- _Task prompt_
Only the lines from the one containing "Point out every instance of the sidewalk" through the end of the entries should be repeated, exactly as they appear, first and last included.

(Entries from a dataset)
* * *

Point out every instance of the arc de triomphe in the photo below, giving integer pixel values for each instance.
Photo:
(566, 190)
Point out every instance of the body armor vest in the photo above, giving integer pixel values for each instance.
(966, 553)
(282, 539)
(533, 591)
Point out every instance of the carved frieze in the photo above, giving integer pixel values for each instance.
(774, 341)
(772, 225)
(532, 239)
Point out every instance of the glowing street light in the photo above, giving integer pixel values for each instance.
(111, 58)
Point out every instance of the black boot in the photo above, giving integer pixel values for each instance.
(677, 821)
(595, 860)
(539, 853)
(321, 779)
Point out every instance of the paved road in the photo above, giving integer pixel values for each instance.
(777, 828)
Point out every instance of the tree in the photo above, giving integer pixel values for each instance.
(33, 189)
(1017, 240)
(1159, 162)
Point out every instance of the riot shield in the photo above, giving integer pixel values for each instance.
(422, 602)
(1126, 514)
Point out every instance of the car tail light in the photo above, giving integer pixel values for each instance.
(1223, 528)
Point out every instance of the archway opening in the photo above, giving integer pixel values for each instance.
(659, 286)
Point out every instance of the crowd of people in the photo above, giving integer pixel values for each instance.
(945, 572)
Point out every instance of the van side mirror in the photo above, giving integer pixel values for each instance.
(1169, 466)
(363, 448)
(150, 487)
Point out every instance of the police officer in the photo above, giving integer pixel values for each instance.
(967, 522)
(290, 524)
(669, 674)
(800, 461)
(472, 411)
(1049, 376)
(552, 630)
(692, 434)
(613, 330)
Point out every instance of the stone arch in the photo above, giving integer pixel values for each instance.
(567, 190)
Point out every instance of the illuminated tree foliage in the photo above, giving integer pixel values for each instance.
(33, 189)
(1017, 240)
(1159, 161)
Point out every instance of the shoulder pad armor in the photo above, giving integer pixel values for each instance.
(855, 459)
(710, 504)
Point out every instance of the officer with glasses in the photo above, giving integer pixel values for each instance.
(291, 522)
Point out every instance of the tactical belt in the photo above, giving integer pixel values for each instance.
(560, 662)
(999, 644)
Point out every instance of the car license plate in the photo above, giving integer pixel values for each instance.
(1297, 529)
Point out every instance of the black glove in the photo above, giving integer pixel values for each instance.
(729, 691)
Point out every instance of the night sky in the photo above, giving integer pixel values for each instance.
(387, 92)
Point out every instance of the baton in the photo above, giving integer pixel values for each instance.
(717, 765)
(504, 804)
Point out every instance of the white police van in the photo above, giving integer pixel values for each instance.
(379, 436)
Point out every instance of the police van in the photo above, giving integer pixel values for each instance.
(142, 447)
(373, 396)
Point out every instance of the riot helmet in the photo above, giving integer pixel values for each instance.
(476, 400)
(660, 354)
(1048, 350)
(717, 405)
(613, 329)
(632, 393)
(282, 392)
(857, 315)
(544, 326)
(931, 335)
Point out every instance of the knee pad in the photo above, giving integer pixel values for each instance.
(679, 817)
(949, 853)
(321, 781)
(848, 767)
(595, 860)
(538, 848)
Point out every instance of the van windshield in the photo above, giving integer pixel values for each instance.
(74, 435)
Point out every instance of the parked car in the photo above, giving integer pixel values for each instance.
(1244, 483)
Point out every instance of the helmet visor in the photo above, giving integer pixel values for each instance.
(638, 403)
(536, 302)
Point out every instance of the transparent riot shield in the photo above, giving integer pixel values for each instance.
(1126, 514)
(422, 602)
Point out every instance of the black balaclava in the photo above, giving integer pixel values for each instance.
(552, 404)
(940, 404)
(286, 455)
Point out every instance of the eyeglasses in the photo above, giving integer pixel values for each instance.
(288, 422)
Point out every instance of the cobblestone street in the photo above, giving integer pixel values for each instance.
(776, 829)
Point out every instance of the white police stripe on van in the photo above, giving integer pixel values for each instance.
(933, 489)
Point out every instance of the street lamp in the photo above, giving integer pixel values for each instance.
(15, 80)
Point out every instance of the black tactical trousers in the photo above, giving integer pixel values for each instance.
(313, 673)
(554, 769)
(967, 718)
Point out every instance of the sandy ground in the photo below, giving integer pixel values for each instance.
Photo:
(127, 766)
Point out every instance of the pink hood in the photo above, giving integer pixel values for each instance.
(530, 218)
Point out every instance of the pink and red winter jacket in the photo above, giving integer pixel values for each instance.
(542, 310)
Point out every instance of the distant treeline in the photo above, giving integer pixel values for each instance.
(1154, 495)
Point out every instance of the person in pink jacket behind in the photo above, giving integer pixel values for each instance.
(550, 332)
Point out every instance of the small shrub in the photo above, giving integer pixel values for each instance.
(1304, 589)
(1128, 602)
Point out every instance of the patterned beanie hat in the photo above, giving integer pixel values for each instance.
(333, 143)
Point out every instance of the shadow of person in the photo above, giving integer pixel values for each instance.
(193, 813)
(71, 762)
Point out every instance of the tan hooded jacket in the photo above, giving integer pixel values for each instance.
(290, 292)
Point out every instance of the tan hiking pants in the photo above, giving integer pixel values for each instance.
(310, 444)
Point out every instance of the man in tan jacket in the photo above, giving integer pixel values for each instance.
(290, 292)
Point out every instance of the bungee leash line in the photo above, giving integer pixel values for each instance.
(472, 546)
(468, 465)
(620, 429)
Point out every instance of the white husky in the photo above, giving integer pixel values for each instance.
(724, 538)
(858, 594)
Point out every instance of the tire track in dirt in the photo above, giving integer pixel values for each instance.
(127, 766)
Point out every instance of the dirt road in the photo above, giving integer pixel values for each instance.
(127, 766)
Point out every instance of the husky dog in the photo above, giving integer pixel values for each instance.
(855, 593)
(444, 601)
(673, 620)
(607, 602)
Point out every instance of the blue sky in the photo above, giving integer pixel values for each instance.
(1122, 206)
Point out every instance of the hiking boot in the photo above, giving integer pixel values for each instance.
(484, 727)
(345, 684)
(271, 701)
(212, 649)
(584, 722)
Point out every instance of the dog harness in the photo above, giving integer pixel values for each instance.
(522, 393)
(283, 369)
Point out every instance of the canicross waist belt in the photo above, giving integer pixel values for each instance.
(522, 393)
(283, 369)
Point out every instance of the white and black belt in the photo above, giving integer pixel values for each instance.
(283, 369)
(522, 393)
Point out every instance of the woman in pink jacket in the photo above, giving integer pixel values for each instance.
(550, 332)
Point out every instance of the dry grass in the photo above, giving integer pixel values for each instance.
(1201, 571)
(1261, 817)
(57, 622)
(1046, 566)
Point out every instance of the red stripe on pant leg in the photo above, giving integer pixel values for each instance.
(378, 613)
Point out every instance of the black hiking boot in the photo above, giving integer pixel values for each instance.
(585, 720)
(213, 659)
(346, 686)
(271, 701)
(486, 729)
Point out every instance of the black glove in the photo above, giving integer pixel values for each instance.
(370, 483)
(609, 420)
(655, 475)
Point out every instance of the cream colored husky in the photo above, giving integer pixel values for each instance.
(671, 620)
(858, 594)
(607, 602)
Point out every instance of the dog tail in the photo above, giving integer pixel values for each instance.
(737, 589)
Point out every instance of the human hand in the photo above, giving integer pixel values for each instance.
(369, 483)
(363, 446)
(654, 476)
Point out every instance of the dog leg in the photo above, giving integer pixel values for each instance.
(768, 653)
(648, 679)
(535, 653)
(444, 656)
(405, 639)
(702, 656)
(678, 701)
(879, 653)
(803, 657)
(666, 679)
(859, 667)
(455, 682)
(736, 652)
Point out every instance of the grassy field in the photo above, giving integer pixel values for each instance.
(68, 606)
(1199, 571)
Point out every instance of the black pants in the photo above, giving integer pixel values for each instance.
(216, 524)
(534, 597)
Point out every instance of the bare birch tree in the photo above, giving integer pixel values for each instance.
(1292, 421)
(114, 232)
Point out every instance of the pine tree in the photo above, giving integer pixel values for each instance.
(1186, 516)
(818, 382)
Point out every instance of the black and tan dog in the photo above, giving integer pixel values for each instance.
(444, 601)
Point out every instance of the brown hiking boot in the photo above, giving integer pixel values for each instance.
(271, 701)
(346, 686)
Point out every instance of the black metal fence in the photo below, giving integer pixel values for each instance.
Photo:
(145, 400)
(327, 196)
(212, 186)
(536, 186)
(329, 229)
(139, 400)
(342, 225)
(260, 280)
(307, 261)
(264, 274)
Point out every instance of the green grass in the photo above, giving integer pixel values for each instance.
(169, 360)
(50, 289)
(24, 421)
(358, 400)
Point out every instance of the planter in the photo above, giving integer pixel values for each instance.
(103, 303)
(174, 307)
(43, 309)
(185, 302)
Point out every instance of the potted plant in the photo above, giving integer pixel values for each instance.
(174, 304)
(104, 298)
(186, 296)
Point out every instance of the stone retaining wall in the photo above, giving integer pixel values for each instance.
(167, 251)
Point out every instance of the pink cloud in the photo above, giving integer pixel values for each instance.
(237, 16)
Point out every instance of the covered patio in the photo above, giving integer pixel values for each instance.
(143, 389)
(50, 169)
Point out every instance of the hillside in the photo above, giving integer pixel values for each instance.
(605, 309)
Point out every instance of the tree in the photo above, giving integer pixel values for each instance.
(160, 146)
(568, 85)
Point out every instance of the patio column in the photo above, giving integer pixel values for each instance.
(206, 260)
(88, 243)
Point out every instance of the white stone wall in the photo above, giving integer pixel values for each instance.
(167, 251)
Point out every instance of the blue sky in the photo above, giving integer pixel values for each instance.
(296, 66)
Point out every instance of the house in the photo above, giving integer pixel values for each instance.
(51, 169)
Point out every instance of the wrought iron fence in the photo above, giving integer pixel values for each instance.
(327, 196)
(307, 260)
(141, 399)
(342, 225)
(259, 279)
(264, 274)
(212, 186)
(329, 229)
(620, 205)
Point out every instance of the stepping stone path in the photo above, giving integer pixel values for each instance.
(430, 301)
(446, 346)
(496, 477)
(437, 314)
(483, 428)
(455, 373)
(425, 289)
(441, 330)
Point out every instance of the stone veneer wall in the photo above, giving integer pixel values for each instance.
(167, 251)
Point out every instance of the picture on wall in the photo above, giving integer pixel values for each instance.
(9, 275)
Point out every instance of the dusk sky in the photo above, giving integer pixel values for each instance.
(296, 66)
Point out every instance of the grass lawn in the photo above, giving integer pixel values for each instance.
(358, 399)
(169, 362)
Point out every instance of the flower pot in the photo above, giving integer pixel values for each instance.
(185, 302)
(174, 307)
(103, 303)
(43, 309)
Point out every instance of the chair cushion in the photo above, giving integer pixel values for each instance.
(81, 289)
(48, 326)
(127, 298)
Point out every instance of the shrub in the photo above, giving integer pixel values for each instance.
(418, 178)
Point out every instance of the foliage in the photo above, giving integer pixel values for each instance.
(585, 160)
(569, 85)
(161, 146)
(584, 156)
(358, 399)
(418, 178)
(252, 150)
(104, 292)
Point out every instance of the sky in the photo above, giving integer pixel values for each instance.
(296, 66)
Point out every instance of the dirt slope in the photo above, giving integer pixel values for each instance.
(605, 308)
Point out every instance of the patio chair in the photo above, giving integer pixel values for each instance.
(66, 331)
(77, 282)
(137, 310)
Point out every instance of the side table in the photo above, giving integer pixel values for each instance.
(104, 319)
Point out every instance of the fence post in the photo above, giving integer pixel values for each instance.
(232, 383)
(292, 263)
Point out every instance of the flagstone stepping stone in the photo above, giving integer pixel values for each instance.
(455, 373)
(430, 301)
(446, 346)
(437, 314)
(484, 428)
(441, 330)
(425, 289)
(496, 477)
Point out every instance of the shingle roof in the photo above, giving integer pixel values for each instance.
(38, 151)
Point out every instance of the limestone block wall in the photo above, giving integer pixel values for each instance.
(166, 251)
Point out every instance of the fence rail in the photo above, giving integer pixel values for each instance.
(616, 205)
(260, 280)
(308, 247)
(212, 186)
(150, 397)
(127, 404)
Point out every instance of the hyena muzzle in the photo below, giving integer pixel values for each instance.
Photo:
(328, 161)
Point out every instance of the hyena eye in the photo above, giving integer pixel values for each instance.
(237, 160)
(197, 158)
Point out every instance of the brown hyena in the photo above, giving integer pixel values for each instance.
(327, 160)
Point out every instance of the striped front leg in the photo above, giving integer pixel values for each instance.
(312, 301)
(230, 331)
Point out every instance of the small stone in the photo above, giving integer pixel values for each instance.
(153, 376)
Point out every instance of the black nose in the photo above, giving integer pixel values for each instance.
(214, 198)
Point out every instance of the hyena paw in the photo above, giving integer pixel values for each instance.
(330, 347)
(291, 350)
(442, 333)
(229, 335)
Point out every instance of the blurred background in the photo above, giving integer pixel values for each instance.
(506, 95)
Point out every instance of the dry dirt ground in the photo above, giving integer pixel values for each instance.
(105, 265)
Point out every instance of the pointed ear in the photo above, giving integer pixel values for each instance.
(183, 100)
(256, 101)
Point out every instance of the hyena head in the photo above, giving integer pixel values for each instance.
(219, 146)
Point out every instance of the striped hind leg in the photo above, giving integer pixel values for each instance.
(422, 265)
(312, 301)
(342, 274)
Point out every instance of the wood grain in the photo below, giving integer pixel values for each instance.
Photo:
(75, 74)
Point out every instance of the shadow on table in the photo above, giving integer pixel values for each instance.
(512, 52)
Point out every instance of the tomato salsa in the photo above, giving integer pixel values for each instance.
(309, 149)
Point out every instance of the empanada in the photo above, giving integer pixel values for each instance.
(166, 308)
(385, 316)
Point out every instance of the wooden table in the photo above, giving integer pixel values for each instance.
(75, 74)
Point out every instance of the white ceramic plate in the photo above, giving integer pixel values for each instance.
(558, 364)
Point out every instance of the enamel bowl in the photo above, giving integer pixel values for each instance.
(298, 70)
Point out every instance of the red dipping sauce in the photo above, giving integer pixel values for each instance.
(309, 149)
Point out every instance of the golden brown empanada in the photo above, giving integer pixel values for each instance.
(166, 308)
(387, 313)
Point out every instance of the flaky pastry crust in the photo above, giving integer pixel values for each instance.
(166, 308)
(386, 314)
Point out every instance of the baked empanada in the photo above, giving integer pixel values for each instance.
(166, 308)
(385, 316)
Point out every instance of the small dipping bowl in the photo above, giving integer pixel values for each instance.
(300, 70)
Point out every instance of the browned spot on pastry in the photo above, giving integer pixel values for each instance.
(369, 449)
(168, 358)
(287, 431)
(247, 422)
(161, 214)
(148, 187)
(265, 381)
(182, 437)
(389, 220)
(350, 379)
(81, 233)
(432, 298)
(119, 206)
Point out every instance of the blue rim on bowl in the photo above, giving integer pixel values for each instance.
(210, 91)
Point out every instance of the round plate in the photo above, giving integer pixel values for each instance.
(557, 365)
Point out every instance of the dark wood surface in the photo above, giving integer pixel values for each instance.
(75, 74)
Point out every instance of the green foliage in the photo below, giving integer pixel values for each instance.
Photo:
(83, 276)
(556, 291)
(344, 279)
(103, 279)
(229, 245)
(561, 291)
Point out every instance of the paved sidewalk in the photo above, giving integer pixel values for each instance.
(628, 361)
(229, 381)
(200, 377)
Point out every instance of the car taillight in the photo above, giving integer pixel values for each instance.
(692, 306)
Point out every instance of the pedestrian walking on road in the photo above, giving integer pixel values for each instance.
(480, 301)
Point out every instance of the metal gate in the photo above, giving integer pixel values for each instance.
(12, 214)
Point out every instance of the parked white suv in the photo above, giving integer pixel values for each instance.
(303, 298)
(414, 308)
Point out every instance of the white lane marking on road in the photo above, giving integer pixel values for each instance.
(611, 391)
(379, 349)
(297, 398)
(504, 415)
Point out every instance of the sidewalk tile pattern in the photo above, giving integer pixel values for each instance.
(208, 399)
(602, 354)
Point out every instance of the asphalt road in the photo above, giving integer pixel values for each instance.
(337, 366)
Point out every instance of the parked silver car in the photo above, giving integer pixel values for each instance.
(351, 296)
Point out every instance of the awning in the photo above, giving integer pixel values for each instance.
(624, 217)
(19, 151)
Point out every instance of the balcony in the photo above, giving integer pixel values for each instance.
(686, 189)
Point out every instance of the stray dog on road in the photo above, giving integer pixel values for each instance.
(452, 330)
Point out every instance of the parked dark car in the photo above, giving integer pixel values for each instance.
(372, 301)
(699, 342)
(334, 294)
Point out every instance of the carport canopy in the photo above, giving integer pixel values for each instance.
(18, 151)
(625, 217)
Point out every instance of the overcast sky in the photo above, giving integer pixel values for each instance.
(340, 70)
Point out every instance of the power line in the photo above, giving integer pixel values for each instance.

* * *

- _Solution to this problem_
Point out every instance of the sidewalk tile pattern in the photo above, giving integer pixel values for each instance.
(208, 399)
(602, 354)
Point out every instance of the asphalt road in the photo above, giving integer pixel values for each instance.
(337, 366)
Point out every instance of the parked silver car in the photo above, giving integer pixel values for each instance.
(351, 296)
Point out every instance of the awning in the photo above, giving integer pixel values for each instance.
(624, 217)
(19, 151)
Point out every instance of the balcony in the photo above, giving integer pixel values for each instance.
(686, 189)
Point out every instance of the stray dog on road in the photo above, giving integer pixel values for each instance.
(452, 330)
Point out every instance of the parked dark car in the photo above, giving integer pixel values for each instance.
(372, 301)
(699, 342)
(334, 294)
Point out every instance of the carport canopy in the photo above, giving integer pixel values for each instance.
(18, 151)
(625, 217)
Point out every instance of the overcast sky in the photo above, giving integer pixel values for each instance.
(340, 70)
Point out every instance of the power line in the photo above, giving integer pixel values for each instance.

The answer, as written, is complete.